■ **What you are asked to do**
In the post about using ONNX in production, what did the project need to run instead of training?

■ **Extracted text**
- - -
Onnx Machine Learning in Production
By Justin

I recently had a project that I needed to use PyInstaller along with a Keras-trained model. Unfortunately, PyInstaller and Keras only work some of the time.. as in, not that reliable of a build.
What to do?
Onnx was the solution.
My project didn't need to run training, it just need to run inference (prediction) and that's something onnx really excels at.
So, what is onnx?
On onnx.ai, it says: ONNX is an open format built to represent machine learning models. I read this as onnx is essentially a file format for ML models and onnx can run those models.
Almost any modern ML framework can become an onnx model. PyTorch -- yep. Tensorflow -- yep. Keras -- yep. Caffe2 -- yep. Scikit-learn -- yep.
Why is this important? interoperability
Let's say I have a flask web app in production serving a ML model. Doing so, is easy enough. Let's say the model I originally created this in was in Keras. Then, a new member joins my team that is just a pro at PyTorch. How do I deploy these two models on the same project?
Well, you could package up both tensorflow and PyTorch for running inference but that starts to make our simple web app a bulky one and, more importantly, one that's significantly more difficult to manage.
- - -
Pointing records:
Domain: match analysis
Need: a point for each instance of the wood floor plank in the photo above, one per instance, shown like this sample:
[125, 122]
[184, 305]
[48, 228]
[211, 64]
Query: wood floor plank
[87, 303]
- - -
■ **Task response**
It needed to run inference (prediction).